### Aim of the exercise:
Render as a numbered list the part of the records that opens with the line containing "Target: scattered rock", including that line, and runs through the end of the records. Omit any blank lines.

┌────────

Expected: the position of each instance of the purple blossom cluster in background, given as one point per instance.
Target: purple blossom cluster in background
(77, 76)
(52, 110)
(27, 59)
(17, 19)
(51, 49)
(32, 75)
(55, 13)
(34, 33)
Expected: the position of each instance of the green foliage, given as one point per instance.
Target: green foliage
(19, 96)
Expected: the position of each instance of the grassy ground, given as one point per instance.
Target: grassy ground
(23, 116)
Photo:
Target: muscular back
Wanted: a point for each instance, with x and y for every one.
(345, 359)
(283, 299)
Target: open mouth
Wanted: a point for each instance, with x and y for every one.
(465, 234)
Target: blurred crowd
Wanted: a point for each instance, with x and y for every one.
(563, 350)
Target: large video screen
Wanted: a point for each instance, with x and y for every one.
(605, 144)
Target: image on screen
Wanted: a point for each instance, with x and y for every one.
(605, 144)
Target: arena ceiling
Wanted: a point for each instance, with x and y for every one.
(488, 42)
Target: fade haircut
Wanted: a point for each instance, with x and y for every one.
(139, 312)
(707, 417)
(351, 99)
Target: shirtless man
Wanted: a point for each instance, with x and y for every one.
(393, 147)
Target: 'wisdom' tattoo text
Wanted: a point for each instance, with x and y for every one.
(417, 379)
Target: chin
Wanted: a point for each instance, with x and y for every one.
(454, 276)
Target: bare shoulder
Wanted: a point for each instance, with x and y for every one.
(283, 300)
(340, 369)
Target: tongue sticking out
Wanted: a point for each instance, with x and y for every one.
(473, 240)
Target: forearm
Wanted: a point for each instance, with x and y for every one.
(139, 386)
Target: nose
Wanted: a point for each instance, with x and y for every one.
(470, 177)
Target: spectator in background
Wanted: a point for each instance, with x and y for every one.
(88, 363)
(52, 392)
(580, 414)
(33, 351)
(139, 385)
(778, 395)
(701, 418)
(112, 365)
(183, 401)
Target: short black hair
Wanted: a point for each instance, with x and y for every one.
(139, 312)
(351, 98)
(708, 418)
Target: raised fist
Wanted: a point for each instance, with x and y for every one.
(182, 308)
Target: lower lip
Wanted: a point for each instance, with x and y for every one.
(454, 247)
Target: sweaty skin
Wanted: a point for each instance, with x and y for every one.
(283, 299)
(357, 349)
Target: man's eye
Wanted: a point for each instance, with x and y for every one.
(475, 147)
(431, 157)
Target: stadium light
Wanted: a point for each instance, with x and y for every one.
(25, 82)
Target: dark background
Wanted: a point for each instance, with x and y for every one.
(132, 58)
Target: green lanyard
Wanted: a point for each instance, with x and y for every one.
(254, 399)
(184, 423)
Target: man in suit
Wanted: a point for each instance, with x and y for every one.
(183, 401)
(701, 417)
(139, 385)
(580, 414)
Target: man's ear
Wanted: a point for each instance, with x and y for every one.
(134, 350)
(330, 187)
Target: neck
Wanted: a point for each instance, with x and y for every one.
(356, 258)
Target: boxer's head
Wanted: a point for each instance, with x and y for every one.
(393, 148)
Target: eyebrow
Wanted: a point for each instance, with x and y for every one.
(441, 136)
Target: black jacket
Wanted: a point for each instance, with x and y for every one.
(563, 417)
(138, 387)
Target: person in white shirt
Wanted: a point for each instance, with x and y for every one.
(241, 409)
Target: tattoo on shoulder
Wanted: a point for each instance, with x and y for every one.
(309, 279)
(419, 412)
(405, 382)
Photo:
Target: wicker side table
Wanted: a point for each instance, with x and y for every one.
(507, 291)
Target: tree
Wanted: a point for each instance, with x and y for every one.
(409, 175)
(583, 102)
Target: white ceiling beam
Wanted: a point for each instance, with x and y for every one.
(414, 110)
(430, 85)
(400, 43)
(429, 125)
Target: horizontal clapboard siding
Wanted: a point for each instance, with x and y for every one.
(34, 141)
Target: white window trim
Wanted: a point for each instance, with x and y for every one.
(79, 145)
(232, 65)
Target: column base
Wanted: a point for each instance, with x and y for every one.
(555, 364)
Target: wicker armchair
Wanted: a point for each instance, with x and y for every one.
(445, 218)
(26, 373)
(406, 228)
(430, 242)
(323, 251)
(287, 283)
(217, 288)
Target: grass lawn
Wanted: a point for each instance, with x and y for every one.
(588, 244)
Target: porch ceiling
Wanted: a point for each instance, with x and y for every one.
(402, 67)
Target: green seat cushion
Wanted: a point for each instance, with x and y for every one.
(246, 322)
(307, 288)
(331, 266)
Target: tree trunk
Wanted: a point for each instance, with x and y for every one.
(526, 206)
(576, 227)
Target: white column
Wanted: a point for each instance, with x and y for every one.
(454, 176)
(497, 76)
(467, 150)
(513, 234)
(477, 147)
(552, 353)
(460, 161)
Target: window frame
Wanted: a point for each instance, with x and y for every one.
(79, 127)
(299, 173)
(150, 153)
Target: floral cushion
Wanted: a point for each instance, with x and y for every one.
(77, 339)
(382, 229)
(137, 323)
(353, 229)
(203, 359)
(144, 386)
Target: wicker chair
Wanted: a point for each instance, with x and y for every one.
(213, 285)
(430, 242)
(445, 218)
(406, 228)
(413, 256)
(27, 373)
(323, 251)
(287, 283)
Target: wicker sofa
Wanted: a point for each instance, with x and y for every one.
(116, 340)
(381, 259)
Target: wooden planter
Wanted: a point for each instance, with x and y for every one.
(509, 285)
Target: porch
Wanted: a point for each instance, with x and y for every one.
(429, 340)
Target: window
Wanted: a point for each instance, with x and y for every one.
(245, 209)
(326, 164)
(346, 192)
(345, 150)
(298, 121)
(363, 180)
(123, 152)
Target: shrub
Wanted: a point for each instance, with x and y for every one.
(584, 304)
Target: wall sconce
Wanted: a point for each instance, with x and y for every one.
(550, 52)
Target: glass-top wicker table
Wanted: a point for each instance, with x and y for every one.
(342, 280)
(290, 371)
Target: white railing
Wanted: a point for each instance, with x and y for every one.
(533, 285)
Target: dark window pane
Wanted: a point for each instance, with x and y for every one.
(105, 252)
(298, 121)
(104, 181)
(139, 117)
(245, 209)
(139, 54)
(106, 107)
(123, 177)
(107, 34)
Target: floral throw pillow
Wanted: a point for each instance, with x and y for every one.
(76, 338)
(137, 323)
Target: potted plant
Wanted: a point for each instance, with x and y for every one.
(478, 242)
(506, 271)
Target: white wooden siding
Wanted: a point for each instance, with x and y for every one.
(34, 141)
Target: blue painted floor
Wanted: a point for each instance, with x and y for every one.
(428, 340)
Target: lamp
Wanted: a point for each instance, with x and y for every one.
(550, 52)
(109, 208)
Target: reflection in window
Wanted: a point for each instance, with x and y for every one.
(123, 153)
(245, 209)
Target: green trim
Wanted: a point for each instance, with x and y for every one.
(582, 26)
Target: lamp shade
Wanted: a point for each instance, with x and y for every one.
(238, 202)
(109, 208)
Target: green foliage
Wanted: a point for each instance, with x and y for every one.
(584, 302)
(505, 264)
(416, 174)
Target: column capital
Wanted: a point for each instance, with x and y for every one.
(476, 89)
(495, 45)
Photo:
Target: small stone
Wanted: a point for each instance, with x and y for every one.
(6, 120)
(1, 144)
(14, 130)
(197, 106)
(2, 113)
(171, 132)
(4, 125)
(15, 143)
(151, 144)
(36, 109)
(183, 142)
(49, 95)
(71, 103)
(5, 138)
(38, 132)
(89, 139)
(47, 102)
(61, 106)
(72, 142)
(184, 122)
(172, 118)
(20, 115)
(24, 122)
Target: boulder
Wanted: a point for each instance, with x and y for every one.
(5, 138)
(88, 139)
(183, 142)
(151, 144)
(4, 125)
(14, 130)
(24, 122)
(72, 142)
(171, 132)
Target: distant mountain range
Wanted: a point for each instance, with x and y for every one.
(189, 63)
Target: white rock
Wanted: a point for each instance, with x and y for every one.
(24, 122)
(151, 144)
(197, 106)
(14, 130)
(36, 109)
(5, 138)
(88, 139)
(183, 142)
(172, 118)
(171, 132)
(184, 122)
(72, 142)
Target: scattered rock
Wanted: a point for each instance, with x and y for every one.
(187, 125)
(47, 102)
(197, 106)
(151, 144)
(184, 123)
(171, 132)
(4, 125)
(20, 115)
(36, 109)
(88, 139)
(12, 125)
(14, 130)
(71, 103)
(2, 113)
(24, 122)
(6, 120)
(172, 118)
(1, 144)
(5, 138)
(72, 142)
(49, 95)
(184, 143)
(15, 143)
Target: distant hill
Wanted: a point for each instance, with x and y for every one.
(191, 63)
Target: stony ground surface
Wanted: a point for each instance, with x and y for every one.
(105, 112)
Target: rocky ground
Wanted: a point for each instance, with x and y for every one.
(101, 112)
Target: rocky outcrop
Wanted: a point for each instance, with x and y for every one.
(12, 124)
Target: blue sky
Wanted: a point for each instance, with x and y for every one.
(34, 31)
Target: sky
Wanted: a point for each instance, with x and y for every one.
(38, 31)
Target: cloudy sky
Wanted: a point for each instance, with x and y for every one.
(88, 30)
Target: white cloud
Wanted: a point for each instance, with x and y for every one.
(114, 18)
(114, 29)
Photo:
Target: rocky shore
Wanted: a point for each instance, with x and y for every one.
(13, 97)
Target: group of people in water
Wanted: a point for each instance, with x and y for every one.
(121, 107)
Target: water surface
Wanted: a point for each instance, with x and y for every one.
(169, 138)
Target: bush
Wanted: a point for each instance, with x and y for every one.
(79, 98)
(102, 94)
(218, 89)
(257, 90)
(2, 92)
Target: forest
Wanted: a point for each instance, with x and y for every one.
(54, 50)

└────────

### Exercise output:
1. Target: scattered rock
2. Wanted: a point for each instance, with x and y for every one.
3. (187, 125)
4. (47, 102)
5. (197, 106)
6. (151, 144)
7. (184, 123)
8. (171, 132)
9. (4, 125)
10. (20, 115)
11. (36, 109)
12. (88, 139)
13. (12, 125)
14. (14, 130)
15. (71, 103)
16. (2, 113)
17. (24, 122)
18. (6, 120)
19. (172, 118)
20. (1, 144)
21. (5, 138)
22. (72, 142)
23. (49, 95)
24. (184, 143)
25. (15, 143)
26. Target: distant hill
27. Wanted: a point for each instance, with x and y for every one.
28. (191, 63)
29. Target: stony ground surface
30. Wanted: a point for each instance, with x and y for every one.
31. (105, 112)
32. Target: rocky ground
33. Wanted: a point for each instance, with x and y for every one.
34. (101, 112)
35. Target: rocky outcrop
36. Wanted: a point for each instance, with x and y for every one.
37. (12, 124)
38. Target: blue sky
39. Wanted: a point for each instance, with x and y for every one.
40. (34, 31)
41. Target: sky
42. Wanted: a point for each instance, with x and y for every one.
43. (38, 31)
44. Target: cloudy sky
45. Wanted: a point for each instance, with x and y for every one.
46. (88, 30)
47. Target: white cloud
48. Wanted: a point for each instance, with x and y for every one.
49. (114, 18)
50. (114, 29)
51. Photo:
52. Target: rocky shore
53. Wanted: a point for each instance, with x and y for every one.
54. (13, 97)
55. Target: group of people in water
56. Wanted: a point for each instance, with x and y for every one.
57. (121, 107)
58. Target: water surface
59. Wanted: a point for each instance, with x and y for every one.
60. (169, 138)
61. Target: bush
62. Wanted: a point for each instance, with x and y for every one.
63. (79, 98)
64. (102, 94)
65. (218, 89)
66. (257, 90)
67. (2, 92)
68. Target: forest
69. Wanted: a point for each instance, with x and y for every one.
70. (54, 50)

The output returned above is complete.